| WHAT YOU WILL DO |
A. Based on the home automation post, answer yes or no to each statement and quote the words from the post that settle it: (i) The outdoor temperature sensor has already been replaced once. (ii) The outdoor unit is mounted in direct sunlight. (iii) A replacement outdoor unit costs $13.
B. Repeat the rows word for word, from their first line through the line containing "(1147, 178)", with both ends included. Leave the picture out.

| PASSAGE SHOWN |
---*---

I’m fairly protocol agnostic in my home automation system, and that’s one of the benefits of building something with open source software like Home Assistant - there’s no vendor lock in and you can pretty much connect anything you can pull data from into it. While I’ve set up a Zigbee network for my blinds and ordered a ton of cheap sensors from Aliexpress to test, and set up a reliable Z-Wave network with more expensive sensors and lighting dimmers, I’m always looking to expand the wealth of data I can capture. In this project, I start up a 433Mhz receiving system to capture data from cheap ‘weather stations’ and other consumer electronics which need decently long range wireless and employ poor to no data security.

Reliably Sensing Outdoors

One of the struggles I’ve had with my Onewire network is sensing the outdoor temperature. I’ve replaced the outdoor temperature sensor once already, and both sensors have eventually died outdoors. I could spend more effort potting the sensor so it stops corroding, but I’d rather spend the few dollars to buy an off the shelf solution that’s outdoor resistant. I also really want to measure outdoor humidity, and these cheap ‘weather stations’ are a perfect hardware solution to the problem.

Under the hood, these sensors are very primitive. You mount them outdoors somewhere out of direct sunlight (in my case, under the front porch), and they transmit a signal containing the temperature and relative humidity to an indoor unit, which also measures temperature and relative humidity and displays both of them for you. The whole kit costs only $33 with both units with humidity, and you can buy a replacement outdoor unit for $13. I bought the Acurite 609TXC.

---*---

Point labeling data from photos:
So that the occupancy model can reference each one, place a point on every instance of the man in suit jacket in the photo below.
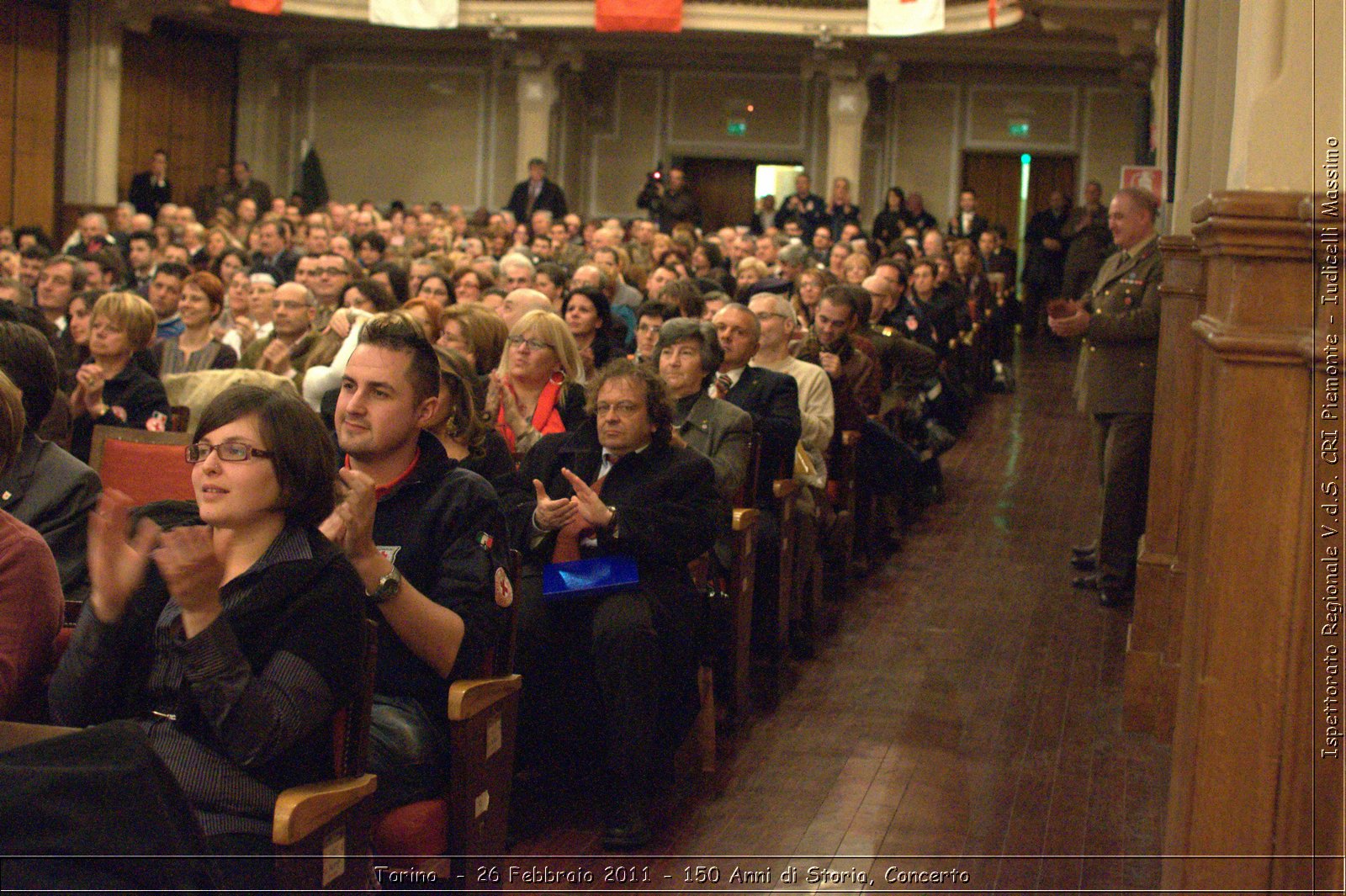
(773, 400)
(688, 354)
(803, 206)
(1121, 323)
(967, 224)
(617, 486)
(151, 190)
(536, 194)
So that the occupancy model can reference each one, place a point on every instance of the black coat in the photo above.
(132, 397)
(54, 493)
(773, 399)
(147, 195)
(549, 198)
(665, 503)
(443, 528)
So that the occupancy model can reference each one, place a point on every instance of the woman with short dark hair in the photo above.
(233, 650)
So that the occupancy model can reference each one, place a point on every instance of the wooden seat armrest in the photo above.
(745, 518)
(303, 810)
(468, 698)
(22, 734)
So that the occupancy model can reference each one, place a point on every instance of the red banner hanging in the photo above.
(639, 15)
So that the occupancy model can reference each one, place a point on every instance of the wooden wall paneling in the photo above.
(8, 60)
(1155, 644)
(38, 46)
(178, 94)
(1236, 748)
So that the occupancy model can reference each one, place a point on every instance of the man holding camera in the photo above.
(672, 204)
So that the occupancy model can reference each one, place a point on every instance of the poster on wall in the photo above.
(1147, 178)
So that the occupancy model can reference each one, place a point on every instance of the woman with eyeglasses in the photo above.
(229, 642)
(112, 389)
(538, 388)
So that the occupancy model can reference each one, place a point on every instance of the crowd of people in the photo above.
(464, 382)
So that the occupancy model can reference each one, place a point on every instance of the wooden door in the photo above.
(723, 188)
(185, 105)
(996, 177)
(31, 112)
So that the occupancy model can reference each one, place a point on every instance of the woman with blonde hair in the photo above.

---*---

| FULL SOLUTIONS |
A.
(i) Yes: "I’ve replaced the outdoor temperature sensor once already"
(ii) No: "You mount them outdoors somewhere out of direct sunlight (in my case, under the front porch)"
(iii) Yes: "you can buy a replacement outdoor unit for $13"

B.
So that the occupancy model can reference each one, place a point on every instance of the man in suit jacket in the photo below.
(773, 400)
(688, 354)
(803, 206)
(1121, 323)
(967, 224)
(617, 486)
(151, 190)
(536, 194)
So that the occupancy model can reference each one, place a point on every instance of the black coat in the photo above.
(132, 397)
(54, 493)
(773, 399)
(147, 195)
(549, 198)
(665, 503)
(443, 528)
So that the occupancy model can reference each one, place a point on every instance of the woman with short dark hair in the photo above.
(233, 650)
So that the occupancy model can reference each one, place a point on every instance of the wooden seat armrest in the photo above.
(745, 518)
(303, 810)
(468, 698)
(22, 734)
So that the occupancy model can reference each one, place a point on every instance of the red banner hanging in the photo above.
(639, 15)
So that the occupancy model can reference each one, place a point on every instance of the wooden wall paneling in the photo above.
(8, 60)
(1155, 644)
(38, 46)
(178, 94)
(1236, 748)
So that the occupancy model can reference each one, place a point on every instance of the man holding camera in the photo above.
(672, 204)
So that the occupancy model can reference each one, place a point on every instance of the poster on wall in the photo above.
(1147, 178)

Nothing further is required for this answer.